## GIVEN PASSAGE
-- start --
Swampscott () is a town in Essex County, Massachusetts, United States, located  up the coast from Boston in an area known as the North Shore. The population was 15,111 as of the 2020 United States Census. A former summer resort on Massachusetts Bay, Swampscott is today a fairly affluent residential community and includes the village of Beach Bluff, as well as part of the neighborhood of Clifton.

History 

The area in and around Swampscott, Massachusetts has been inhabited by indigenous people for 12,000 years. Prior to European colonization, the town was inhabited by members of the Naumkeag, Pennacook, and Pawtucket groups and Massachusett tribe. They spoke an Eastern Algonquin language, and the Pawtucket migrated seasonally throughout the eastern coasts of Massachusetts and Rhode Island. It's estimated that 50-100 indigenous individuals resided in the Swampscott area at the time of European colonization. A series of epidemics following European settlement, including smallpox, killed many of the indigenous people living in the area, and it's estimated that fewer than 50 individuals remained by the late 17th century.

Wood's New England Prospect lists "Swampscott" as a noted habitation in 1633 before extensive European settlement. According to an early twentieth century source, the name "Swampscott" is variously said to mean "at the red rock", "broken waters", or "pleasant water place".

Indigenous people in the Swampscott area subsisted on seasonally determined activities, including hunting, fishing, collecting wild plants and shellfish, and horticulture. They hunted deer, marine mammals, upland game birds, and ducks, and cultivated crops like corn, beans, pumpkin, squash, and tobacco.

Swampscott was first colonized by Europeans in 1629 when Francis Ingalls settled there and built the first Massachusetts Bay Colony tannery. Ingalls observed that the town's indigenous population lived in wigwams extending from Black Will's Cliff along the entire north shore. The town was first settled as the eastern part (Ward One) of Lynn, and was set off and officially incorporated in 1852.
-- end --
## REQUEST 1
Report every line of the records below that contains the word "goal", treating case as significant.

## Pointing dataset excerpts
-- start --
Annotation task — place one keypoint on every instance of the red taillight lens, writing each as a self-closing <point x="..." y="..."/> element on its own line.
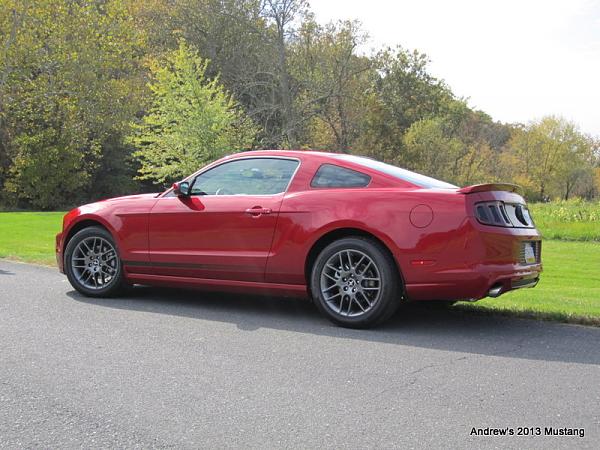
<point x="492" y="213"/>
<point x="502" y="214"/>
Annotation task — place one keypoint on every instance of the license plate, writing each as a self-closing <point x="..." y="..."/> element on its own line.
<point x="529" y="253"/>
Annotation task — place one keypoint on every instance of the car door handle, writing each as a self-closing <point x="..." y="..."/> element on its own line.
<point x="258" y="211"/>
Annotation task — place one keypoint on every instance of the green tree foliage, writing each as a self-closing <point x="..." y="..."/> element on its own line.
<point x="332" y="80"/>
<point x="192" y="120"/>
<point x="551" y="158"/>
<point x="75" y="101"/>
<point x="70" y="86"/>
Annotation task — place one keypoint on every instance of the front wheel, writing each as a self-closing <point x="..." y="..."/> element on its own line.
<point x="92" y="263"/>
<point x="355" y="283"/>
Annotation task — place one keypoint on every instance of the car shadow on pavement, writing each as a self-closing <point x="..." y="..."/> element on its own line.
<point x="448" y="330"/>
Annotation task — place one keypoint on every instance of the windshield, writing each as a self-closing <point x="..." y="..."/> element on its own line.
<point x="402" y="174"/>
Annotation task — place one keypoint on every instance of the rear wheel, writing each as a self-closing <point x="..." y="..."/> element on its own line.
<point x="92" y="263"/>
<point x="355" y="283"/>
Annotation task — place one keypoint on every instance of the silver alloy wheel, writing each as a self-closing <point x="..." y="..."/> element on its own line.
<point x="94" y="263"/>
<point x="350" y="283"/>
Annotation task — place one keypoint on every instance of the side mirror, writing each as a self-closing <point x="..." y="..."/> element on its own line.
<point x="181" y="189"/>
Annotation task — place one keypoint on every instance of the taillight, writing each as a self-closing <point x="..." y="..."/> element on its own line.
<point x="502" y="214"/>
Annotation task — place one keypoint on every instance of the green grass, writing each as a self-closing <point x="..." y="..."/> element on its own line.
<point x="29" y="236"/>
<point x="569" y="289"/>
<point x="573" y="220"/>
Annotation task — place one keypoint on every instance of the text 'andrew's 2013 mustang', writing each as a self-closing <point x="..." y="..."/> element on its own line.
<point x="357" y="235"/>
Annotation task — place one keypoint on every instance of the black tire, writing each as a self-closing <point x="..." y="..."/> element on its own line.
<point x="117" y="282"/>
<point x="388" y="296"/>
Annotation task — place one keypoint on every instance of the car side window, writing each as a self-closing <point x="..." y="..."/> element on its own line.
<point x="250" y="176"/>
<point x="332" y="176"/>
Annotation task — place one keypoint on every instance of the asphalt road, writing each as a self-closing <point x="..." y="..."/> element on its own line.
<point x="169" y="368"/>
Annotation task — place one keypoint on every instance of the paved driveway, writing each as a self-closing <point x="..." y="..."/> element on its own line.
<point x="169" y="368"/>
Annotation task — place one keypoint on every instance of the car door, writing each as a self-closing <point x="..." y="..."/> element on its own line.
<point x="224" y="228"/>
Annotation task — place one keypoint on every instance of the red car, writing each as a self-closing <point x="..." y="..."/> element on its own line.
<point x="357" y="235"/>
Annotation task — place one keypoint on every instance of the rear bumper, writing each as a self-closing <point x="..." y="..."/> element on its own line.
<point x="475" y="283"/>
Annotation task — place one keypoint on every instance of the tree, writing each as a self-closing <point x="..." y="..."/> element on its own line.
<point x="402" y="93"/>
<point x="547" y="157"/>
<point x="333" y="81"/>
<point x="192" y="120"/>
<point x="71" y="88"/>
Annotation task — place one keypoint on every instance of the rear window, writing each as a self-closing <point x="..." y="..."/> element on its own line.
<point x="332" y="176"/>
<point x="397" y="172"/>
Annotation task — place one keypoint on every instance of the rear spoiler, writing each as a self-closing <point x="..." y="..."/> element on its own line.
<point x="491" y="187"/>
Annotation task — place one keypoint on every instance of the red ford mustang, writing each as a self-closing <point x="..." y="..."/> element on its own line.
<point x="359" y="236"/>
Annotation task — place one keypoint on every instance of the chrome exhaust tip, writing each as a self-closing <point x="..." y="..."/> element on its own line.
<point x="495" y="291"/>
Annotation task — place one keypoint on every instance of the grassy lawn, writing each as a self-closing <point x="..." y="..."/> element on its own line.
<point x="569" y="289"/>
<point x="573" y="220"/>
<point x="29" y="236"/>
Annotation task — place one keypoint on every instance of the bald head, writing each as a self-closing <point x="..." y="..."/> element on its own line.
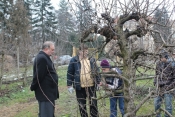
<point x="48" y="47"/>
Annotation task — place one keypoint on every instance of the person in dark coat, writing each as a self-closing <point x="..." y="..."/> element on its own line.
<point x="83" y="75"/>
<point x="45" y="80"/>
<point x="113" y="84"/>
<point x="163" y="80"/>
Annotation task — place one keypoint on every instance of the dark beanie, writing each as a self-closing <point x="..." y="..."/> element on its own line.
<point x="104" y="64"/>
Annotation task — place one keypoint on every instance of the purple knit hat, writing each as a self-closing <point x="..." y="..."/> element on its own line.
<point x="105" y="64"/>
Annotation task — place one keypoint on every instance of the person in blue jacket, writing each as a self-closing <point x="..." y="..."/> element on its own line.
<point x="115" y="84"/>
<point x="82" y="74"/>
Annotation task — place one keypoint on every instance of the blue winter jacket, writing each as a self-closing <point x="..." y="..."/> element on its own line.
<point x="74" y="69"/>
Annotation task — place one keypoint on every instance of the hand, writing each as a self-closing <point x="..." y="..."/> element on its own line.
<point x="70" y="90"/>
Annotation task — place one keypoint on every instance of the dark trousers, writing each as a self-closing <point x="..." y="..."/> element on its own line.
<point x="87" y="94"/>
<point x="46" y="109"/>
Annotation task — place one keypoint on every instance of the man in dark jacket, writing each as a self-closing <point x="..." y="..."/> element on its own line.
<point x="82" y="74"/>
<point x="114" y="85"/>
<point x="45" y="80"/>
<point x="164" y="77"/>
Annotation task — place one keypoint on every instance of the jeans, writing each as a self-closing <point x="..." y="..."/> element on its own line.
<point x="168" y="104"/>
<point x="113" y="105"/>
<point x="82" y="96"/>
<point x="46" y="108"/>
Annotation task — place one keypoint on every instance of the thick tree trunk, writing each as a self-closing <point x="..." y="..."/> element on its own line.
-- end --
-- start --
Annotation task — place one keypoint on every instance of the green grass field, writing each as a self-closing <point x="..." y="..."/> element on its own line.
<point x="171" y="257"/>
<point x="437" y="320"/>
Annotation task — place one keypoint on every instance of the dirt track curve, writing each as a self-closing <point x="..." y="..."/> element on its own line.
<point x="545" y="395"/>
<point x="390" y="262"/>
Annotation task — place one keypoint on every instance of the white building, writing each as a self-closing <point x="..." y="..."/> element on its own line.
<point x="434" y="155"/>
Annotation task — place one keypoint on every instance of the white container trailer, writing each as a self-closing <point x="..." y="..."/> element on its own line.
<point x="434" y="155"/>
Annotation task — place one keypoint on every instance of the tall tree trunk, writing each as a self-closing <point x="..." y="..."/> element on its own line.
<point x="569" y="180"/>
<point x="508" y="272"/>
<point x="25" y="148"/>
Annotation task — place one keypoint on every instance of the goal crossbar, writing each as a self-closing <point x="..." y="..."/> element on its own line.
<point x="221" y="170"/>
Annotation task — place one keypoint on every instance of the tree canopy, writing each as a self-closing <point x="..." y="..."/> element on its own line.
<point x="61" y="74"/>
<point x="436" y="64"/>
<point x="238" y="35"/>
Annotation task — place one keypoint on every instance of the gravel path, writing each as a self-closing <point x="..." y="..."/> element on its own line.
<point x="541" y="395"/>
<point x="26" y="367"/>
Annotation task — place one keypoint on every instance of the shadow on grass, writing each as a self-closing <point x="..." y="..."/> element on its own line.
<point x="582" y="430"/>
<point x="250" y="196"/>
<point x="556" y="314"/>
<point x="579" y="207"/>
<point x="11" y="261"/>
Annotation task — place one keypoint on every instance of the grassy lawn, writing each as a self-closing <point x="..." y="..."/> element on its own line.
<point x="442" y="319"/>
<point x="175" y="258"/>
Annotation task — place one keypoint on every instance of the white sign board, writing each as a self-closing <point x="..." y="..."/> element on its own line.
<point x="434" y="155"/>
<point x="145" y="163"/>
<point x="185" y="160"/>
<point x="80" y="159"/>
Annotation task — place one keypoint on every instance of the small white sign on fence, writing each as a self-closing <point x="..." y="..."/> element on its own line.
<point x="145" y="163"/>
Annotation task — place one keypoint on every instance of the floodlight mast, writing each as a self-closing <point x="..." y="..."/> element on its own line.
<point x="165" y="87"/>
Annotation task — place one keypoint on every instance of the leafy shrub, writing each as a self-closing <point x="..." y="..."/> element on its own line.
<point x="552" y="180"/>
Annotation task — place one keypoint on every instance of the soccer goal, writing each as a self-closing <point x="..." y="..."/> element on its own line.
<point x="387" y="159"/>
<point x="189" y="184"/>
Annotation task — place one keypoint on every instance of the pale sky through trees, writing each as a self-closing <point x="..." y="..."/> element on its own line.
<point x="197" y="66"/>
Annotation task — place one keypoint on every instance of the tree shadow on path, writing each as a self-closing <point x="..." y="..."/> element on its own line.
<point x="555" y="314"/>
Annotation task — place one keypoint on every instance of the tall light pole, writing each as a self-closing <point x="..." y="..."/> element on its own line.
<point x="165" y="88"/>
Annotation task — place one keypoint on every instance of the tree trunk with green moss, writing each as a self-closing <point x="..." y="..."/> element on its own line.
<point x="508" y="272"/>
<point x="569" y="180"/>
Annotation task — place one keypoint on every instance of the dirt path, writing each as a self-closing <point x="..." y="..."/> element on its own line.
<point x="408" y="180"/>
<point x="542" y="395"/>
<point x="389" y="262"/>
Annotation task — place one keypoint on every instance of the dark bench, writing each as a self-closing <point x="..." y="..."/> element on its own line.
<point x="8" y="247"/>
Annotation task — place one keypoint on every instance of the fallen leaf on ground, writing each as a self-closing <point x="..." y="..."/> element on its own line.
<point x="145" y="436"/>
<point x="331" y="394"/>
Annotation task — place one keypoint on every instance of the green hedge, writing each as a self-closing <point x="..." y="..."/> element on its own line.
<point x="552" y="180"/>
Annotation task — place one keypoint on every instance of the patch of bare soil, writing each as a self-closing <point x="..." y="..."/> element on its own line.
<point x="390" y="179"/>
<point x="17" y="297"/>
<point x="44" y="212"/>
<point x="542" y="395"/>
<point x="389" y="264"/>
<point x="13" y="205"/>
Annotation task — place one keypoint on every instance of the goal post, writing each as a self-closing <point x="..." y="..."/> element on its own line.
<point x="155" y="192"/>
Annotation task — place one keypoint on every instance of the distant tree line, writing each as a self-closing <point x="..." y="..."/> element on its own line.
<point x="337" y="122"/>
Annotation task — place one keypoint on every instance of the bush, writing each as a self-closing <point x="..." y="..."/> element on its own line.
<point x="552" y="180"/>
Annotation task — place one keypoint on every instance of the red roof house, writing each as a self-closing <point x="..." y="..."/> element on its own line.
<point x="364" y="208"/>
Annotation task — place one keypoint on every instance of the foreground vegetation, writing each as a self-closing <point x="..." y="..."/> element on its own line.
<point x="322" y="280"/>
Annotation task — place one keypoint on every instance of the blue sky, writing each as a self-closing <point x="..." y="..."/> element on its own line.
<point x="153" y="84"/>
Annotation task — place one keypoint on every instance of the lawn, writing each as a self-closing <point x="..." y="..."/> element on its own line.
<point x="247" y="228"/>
-- end --
## REQUEST 2
According to the passage on Swampscott, in what year was the town set off from Lynn and officially incorporated?

## REPLY 1
Annotation task — place one keypoint on every instance of the goal crossbar, writing each as a self-closing <point x="..." y="..."/> element on its own line.
Annotation task — place one keypoint on every instance of the soccer goal, writing each as a self-closing <point x="..." y="..."/> element on its own line.
Annotation task — place one keypoint on every instance of the goal post, writing each as a self-closing <point x="..." y="..."/> element on its own line.

## REPLY 2
1852